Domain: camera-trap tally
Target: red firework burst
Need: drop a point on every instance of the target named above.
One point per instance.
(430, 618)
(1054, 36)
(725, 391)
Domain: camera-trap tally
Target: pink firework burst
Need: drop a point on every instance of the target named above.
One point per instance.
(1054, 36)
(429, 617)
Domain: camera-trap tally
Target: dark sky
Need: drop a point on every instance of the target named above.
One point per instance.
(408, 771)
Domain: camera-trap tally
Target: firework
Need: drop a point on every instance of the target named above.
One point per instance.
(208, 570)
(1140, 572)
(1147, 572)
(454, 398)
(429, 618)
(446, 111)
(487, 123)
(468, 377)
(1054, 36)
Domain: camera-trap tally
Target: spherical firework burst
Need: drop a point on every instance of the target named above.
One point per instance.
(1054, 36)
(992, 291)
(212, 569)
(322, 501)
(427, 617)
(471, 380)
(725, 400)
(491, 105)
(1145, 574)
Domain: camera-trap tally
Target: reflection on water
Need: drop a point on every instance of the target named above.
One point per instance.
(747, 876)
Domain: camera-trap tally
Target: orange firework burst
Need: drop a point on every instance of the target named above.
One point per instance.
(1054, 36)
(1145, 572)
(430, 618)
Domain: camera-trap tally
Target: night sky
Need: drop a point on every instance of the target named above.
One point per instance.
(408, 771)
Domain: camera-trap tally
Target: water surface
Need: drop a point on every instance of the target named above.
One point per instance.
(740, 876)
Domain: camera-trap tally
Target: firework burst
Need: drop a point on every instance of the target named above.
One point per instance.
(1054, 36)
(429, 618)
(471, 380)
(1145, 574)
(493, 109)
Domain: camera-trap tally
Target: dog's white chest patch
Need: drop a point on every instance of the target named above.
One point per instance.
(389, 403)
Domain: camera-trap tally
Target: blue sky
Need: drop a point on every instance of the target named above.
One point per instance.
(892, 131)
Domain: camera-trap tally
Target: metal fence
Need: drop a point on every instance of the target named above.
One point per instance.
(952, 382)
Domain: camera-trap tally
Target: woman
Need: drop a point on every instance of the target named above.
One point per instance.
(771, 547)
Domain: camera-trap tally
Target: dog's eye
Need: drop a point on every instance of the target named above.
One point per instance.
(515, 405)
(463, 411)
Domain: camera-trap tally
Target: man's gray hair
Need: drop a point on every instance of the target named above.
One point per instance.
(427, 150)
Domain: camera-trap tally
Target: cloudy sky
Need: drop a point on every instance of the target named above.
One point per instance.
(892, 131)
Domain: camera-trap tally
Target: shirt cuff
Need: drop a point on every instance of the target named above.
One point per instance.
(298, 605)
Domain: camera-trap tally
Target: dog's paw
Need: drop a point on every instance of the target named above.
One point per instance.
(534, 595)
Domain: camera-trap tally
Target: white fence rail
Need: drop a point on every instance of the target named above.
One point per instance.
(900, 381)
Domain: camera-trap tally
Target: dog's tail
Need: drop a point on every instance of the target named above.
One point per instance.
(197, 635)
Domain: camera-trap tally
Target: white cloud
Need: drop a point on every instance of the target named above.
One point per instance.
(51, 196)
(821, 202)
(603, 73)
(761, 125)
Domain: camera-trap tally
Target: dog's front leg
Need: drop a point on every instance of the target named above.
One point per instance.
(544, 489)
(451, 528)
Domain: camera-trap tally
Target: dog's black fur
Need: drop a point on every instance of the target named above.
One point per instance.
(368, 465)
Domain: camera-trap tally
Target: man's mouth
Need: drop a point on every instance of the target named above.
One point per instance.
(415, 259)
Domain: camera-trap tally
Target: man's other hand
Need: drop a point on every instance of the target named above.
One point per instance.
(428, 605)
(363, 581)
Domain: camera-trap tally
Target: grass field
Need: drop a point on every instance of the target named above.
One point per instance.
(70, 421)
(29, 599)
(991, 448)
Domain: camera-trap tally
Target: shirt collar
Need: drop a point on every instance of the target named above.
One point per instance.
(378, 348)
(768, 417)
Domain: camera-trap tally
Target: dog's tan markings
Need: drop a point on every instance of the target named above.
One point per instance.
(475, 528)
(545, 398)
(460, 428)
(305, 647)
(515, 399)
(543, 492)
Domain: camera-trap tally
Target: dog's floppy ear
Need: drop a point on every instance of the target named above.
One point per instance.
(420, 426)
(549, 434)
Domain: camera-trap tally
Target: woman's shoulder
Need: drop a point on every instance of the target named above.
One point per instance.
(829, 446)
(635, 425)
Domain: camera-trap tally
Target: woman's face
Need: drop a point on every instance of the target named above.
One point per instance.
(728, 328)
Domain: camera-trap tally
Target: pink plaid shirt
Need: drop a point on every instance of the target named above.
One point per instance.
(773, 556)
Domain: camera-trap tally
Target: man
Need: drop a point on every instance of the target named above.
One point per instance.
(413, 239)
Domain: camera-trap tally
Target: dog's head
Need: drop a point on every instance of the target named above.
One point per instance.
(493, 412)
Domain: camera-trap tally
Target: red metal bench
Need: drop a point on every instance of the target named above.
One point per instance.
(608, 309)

○ ○ ○ ○ ○

### Problem details
Extract each entry in full, exactly as given.

### Full answer
Domain: camera-trap tally
Target: red firework burst
Need: drop a point on every instance of the target named above.
One point per instance.
(430, 618)
(1054, 36)
(725, 391)
Domain: camera-trap tally
Target: pink firework burst
Need: drop a point on every instance of the target named above.
One point per instance.
(1054, 36)
(429, 617)
Domain: camera-trap tally
Target: dark sky
Need: drop a point on every instance of the target named above.
One point per instance.
(408, 771)
Domain: camera-trap tally
Target: firework
Need: drop a point on every instance of the target named above.
One point per instance.
(208, 570)
(1140, 572)
(1147, 572)
(454, 398)
(429, 618)
(446, 111)
(487, 123)
(468, 377)
(1054, 36)
Domain: camera-trap tally
Target: spherical firework burst
Need: drop a point on every instance of the target named above.
One point per instance.
(1054, 36)
(992, 291)
(212, 569)
(322, 501)
(427, 617)
(471, 380)
(725, 400)
(491, 105)
(1145, 574)
Domain: camera-trap tally
Target: reflection on water
Need: drop a point on every instance of the target named above.
One point per instance.
(747, 876)
Domain: camera-trap tally
Target: orange firework burst
Need: drop a point on every instance of the target named above.
One point per instance.
(1054, 36)
(1145, 572)
(430, 618)
Domain: camera-trap tally
Target: night sky
Need: drop a point on every instance of the target named above.
One point per instance.
(408, 771)
Domain: camera-trap tally
Target: water surface
Need: drop a point on every instance of the target named above.
One point per instance.
(740, 876)
Domain: camera-trap tally
Target: firework burst
Need: drop a point on every instance of the target named above.
One point per instance.
(1054, 36)
(429, 618)
(471, 380)
(1145, 574)
(493, 109)
Domain: camera-trap tally
Target: dog's white chest patch
Need: drop a point on every instance of the target named above.
One point per instance.
(389, 403)
Domain: camera-trap tally
Target: blue sky
Need: drop a point on every instance of the target named above.
One point per instance.
(892, 131)
Domain: camera-trap tally
Target: metal fence
Need: drop a point on every instance of the target named above.
One point per instance.
(952, 382)
Domain: camera-trap tally
Target: woman
Need: drop a point on every instance of the target named above.
One point per instance.
(771, 547)
Domain: camera-trap tally
Target: dog's eye
Need: drop a point on every instance of the target named above.
One point per instance.
(515, 405)
(463, 411)
Domain: camera-trap tally
Target: man's gray hair
Need: drop a point on every instance of the target named above.
One point per instance.
(427, 150)
Domain: camera-trap tally
Target: cloudy sky
Need: drop a point on every instance of the target named above.
One point per instance.
(892, 131)
Domain: camera-trap tally
Target: shirt cuff
Need: drop a point on every instance of the target named above.
One point per instance.
(298, 605)
Domain: camera-trap tally
Target: dog's paw
Need: drop a point on every instance of the target named above.
One point per instance.
(534, 595)
Domain: camera-trap tally
Target: white fence rail
Need: drop a point on every instance of the target named above.
One point per instance.
(900, 381)
Domain: camera-trap tally
Target: dog's tail
Need: drop a point on every instance of the target named above.
One point per instance.
(197, 635)
Domain: camera-trap tally
Target: white cloud
Need: drop a point on every instance of the target named above.
One point per instance.
(51, 196)
(821, 202)
(603, 73)
(761, 125)
Domain: camera-trap tally
Target: dog's front leg
Need: drop a point on every instance of the target named above.
One point per instance.
(544, 489)
(451, 528)
Domain: camera-trap tally
Target: dog's black fur
Need: drop a point on every instance of the target named above.
One point per instance.
(368, 465)
Domain: camera-trap tally
Target: man's mouth
Need: drop a point on every instance of the target named above.
One point per instance.
(415, 259)
Domain: camera-trap tally
Target: man's other hand
Need: drop a point on every instance of the target named above.
One point per instance.
(428, 605)
(363, 581)
Domain: camera-trap tally
Target: grass field
Need: drop a point on every instance of the target named above.
One point per instance.
(70, 421)
(29, 599)
(991, 448)
Domain: camera-trap tally
Target: shirt collar
Need: drop a point on every instance of the target named above.
One point per instance.
(378, 348)
(768, 417)
Domain: camera-trap tally
Target: dog's tan markings
Need: drop a point on every instance of the target named above.
One point per instance.
(475, 528)
(545, 398)
(460, 428)
(305, 647)
(515, 399)
(543, 492)
Domain: camera-trap tally
Target: dog's floppy ear
Need: drop a point on every instance of the target named above.
One point per instance.
(420, 426)
(549, 434)
Domain: camera-trap tally
Target: woman's shoulder
Need: drop a point on every instance of the target named above.
One point per instance.
(829, 446)
(635, 425)
Domain: camera-trap tally
Target: woman's face
Need: drop a point on every instance of the target named above.
One point per instance.
(728, 328)
Domain: camera-trap tally
Target: pink plaid shirt
Need: drop a point on every instance of the target named above.
One point per instance.
(773, 556)
Domain: camera-trap tally
Target: man
Need: drop a point on every instance of the target named above.
One point per instance.
(413, 239)
Domain: camera-trap tally
Target: dog's head
Need: drop a point on every instance of the target named above.
One point per instance.
(493, 412)
Domain: camera-trap tally
Target: red metal bench
Need: drop a point on every instance of the target named above.
One point per instance.
(608, 309)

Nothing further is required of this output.